[START Quoted passage]
I. COMPARABLE AND GAINFUL WORK

Comparable and gainful work has been defined as that employment that is "available in the immediate area of [the miner's] residence requiring the skills and abilities comparable to those of any work in the coal mines in which the miner previously engaged with some regularity and over a substantial period of time." Fletcher v. Central Appalachian Coal Co., 1 BLR 1-980, 1-987 (1978). In Bentley v. Director, OWCP, 7 BLR 1-612 (1984), the Board held that the miner's age, education, and work experience are relevant in determining whether the miner can perform or is performing comparable and gainful work. See also 20 C.F.R. §410.412.
[END Quoted passage]
[START Data extract]
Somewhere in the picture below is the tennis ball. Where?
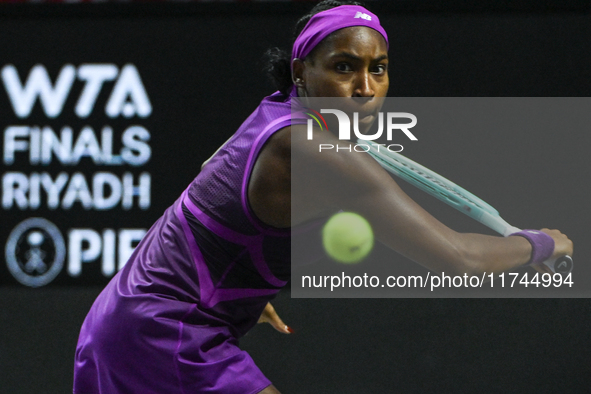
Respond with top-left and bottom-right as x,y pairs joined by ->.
322,212 -> 373,264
[END Data extract]
Task prompt:
According to the passage on comparable and gainful work, which factors did the Board in Bentley v. Director, OWCP hold relevant to whether a miner can perform such work?

Full response:
The miner's age, education, and work experience.